## START

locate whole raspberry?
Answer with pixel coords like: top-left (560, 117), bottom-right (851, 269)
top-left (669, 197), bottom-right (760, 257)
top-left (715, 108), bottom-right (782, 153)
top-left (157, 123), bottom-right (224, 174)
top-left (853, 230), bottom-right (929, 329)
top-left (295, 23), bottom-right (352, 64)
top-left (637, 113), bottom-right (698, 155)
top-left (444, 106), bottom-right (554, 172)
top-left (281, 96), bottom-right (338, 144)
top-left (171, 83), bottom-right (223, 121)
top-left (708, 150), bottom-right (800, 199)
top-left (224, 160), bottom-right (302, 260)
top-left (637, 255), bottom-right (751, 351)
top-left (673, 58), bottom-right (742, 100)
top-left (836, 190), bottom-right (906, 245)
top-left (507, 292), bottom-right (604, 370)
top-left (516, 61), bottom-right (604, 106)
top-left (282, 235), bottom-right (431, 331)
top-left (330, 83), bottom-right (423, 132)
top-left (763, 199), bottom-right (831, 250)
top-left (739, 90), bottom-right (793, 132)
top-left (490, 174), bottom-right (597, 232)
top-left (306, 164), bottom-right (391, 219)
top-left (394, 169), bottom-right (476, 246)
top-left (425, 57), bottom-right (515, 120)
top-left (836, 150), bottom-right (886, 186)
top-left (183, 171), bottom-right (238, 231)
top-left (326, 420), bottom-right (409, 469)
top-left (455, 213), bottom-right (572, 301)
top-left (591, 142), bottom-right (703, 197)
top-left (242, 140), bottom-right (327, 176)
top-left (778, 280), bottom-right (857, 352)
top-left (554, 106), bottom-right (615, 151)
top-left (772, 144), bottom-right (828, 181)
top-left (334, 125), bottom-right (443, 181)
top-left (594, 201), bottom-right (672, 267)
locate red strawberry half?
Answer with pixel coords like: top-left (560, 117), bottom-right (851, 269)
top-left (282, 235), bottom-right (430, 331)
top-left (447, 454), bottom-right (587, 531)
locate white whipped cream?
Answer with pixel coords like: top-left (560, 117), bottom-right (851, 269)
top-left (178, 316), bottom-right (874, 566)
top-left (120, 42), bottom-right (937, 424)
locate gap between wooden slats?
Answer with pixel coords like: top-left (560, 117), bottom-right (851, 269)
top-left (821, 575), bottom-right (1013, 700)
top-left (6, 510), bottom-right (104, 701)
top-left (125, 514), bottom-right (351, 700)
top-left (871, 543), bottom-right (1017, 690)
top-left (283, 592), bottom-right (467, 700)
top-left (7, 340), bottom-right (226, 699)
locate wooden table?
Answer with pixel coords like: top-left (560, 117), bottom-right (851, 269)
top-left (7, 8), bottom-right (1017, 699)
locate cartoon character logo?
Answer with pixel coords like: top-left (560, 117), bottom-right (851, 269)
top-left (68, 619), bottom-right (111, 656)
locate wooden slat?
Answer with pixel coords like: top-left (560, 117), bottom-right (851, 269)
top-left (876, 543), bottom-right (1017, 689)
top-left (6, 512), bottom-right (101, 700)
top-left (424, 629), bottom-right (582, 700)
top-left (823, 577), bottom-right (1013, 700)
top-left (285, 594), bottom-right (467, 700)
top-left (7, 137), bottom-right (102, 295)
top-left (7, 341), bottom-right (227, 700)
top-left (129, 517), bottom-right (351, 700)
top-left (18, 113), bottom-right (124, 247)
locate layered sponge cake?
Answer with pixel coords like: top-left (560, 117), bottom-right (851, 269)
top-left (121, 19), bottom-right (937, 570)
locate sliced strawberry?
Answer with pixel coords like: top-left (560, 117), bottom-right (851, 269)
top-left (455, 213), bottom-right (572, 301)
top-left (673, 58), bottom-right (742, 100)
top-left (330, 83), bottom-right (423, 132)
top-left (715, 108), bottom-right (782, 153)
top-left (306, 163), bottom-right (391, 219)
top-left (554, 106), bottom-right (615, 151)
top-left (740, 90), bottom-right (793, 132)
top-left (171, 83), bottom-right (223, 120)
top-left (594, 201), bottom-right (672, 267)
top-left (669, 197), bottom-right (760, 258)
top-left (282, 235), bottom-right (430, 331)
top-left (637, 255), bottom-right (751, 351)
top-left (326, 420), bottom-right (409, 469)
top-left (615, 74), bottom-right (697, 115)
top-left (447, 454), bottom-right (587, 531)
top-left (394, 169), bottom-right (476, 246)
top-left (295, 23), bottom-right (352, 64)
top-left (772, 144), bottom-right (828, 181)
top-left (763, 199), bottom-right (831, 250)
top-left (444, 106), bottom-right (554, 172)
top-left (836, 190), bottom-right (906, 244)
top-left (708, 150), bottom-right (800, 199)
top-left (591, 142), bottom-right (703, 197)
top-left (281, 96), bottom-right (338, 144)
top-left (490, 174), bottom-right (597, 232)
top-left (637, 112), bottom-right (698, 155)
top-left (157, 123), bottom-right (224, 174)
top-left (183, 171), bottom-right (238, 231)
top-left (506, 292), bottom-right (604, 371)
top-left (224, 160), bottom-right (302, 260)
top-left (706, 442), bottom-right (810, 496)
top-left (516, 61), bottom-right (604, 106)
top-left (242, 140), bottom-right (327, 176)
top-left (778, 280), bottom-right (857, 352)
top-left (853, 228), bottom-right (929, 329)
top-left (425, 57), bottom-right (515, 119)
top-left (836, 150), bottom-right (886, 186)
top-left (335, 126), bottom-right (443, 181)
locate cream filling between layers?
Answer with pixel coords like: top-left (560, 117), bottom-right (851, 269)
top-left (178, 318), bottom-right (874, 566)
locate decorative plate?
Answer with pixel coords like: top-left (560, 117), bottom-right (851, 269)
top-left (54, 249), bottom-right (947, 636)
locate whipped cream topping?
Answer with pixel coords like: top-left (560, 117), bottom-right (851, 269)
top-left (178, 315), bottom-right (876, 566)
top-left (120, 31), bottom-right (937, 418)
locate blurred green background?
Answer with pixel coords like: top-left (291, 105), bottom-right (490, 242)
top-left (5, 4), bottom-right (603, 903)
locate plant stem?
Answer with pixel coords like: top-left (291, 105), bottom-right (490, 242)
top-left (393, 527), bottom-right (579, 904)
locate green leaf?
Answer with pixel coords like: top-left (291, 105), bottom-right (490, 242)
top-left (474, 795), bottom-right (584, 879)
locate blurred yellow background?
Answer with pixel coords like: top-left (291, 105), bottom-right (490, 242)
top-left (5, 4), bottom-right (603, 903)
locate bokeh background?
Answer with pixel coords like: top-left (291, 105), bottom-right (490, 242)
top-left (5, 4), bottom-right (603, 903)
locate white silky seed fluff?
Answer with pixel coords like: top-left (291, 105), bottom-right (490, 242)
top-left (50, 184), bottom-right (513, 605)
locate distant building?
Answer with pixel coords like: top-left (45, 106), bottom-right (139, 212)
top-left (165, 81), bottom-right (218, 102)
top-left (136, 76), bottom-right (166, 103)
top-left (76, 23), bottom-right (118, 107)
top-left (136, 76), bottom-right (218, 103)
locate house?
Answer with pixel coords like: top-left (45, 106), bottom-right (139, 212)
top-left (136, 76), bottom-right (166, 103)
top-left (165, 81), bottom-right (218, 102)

## END

§ **OBJECTIVE**: Multiply every pixel coordinate in the answers by 1.95 and round to the nearest whole number, rounding halves up, then write out the lines from the first line of the items through the line containing "top-left (853, 230), bottom-right (929, 329)", including both. Copy the request lines, and the sample coordinates inside them, unchanged.

§ **RESULT OF THIS EXERCISE**:
locate whole raspberry?
Answer with pixel coords like: top-left (560, 117), bottom-right (851, 269)
top-left (1305, 384), bottom-right (1482, 501)
top-left (1394, 211), bottom-right (1525, 298)
top-left (306, 240), bottom-right (437, 339)
top-left (1663, 449), bottom-right (1812, 642)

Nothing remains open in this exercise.